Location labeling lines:
----

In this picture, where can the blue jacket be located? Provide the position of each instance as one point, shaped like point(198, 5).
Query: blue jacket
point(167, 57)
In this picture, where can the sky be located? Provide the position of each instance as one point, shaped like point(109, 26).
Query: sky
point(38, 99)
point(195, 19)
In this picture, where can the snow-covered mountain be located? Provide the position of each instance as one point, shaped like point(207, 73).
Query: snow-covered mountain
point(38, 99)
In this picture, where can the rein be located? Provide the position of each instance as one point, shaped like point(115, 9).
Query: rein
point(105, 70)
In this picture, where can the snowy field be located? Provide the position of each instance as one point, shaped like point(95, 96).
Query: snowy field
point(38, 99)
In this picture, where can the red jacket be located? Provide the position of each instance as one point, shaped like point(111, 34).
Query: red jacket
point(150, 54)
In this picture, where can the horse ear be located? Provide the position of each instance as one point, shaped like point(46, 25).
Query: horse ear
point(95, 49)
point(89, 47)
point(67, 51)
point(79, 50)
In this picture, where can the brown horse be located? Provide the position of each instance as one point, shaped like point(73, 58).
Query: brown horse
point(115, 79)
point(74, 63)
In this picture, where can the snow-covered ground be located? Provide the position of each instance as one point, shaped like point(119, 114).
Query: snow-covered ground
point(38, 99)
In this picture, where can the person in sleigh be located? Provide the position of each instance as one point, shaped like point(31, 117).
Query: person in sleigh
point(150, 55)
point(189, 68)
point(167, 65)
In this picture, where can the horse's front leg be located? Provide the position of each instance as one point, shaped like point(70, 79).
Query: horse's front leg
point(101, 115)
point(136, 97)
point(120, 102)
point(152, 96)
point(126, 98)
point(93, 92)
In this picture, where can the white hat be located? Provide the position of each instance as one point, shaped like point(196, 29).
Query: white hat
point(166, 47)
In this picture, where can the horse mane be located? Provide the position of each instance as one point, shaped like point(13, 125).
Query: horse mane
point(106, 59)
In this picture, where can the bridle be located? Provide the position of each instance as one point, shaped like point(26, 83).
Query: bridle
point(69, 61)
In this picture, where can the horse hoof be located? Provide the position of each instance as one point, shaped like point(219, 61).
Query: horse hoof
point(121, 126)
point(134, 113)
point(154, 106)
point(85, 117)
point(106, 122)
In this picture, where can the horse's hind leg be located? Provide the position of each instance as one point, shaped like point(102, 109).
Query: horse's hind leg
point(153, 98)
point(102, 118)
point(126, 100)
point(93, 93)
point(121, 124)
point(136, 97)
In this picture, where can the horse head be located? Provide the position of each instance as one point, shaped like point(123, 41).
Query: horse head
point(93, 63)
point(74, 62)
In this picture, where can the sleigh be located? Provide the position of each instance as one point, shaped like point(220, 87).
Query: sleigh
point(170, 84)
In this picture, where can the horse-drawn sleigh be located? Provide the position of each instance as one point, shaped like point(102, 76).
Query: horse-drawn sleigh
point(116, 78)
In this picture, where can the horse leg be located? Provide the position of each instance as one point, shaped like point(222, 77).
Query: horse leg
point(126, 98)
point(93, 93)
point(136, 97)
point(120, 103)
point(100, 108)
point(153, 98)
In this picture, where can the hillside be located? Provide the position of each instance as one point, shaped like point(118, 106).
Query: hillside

----

# EXERCISE GOAL:
Write out the lines again word for word, starting at the line that contains "In this picture, where can the horse-drawn" and ending with the last line.

# THE ANSWER:
In this picture, where can the horse-drawn sleigh be located? Provide the position of each instance as one point, shaped like point(102, 76).
Query: horse-drawn sleigh
point(116, 78)
In this picture, where can the horse leg be located? Provide the position of each instance as one point, shaped like point(222, 77).
Query: horse leg
point(126, 98)
point(93, 93)
point(136, 97)
point(120, 103)
point(100, 108)
point(153, 98)
In this picture, where can the hillside be located? Provide the position of each instance as one point, shaped like point(118, 106).
Query: hillside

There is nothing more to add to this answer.